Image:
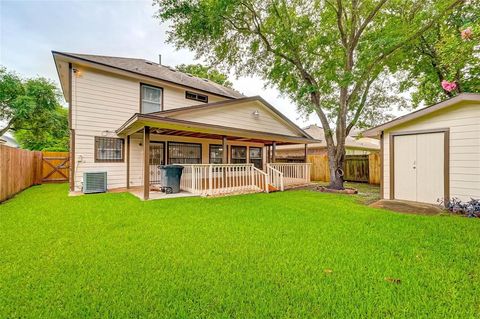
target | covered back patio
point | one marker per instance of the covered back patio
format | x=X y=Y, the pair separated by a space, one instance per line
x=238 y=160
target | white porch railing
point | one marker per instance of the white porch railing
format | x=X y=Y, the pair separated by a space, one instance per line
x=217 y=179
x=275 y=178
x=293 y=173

--

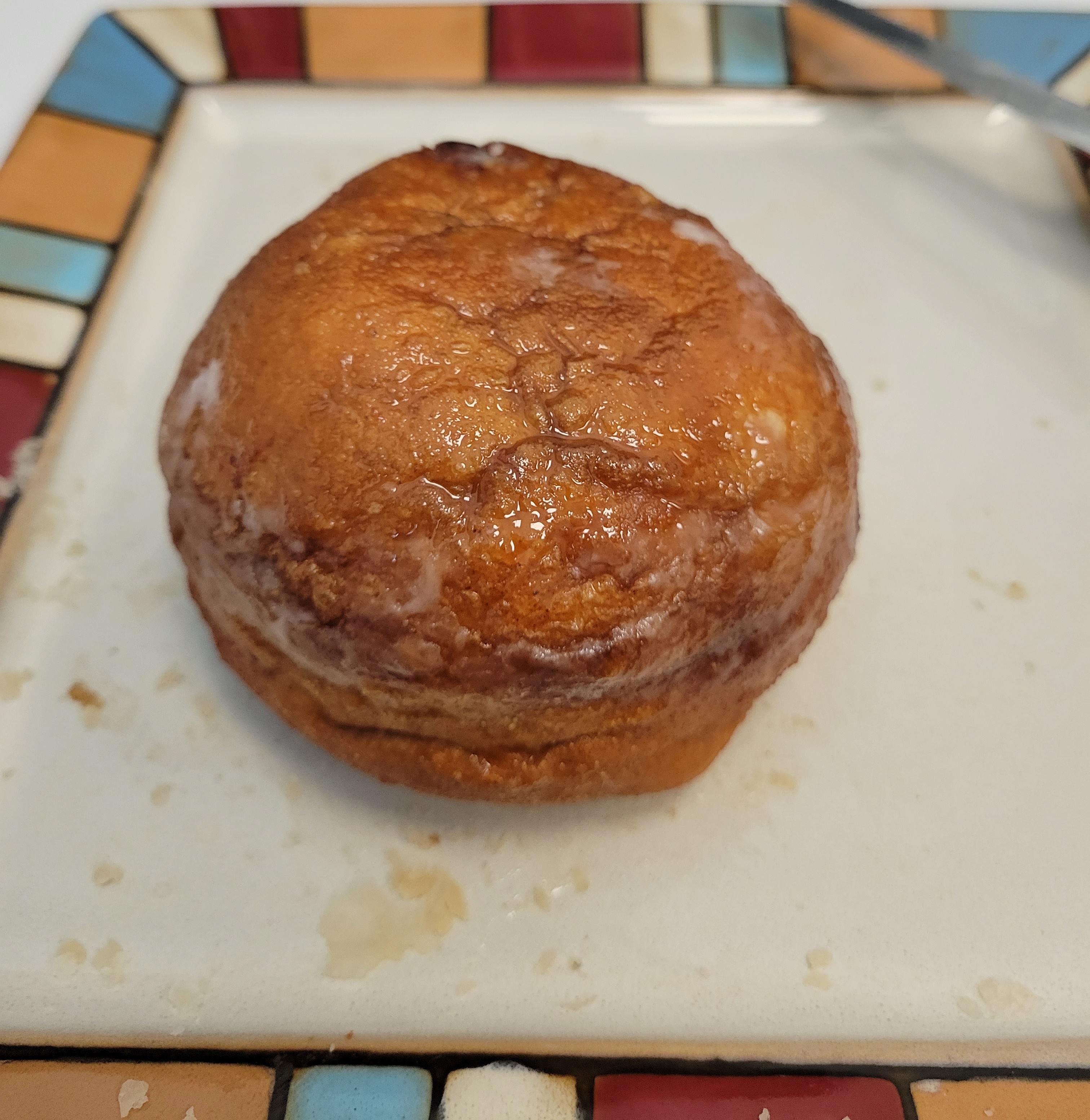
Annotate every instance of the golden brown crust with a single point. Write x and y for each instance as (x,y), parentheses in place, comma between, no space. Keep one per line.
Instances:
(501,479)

...

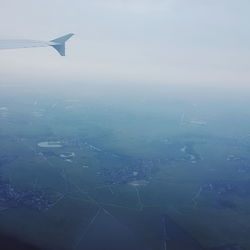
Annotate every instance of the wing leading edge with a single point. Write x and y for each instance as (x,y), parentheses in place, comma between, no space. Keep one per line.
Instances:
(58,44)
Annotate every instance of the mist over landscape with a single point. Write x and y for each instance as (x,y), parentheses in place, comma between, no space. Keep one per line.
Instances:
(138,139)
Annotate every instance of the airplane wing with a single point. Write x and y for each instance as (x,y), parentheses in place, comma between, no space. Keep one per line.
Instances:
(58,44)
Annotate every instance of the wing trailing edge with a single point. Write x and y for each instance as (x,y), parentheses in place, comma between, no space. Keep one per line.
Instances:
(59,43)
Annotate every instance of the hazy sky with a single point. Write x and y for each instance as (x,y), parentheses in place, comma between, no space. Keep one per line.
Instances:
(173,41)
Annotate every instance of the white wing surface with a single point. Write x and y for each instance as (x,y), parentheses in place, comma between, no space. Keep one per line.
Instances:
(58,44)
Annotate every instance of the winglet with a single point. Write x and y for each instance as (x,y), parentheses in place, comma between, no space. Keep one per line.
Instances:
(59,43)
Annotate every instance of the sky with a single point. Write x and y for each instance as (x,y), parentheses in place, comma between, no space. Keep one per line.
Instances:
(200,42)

Directions for this task —
Rewrite the stretch from the line containing "target | white porch railing" through the line containing "x=293 y=173", substituting "balcony railing" for "porch railing" and leaving everything else unchanged.

Completed task —
target | white balcony railing
point | one marker per instance of the white balcony railing
format | x=X y=Y, the pair separated by a space, one instance per line
x=217 y=179
x=275 y=178
x=293 y=173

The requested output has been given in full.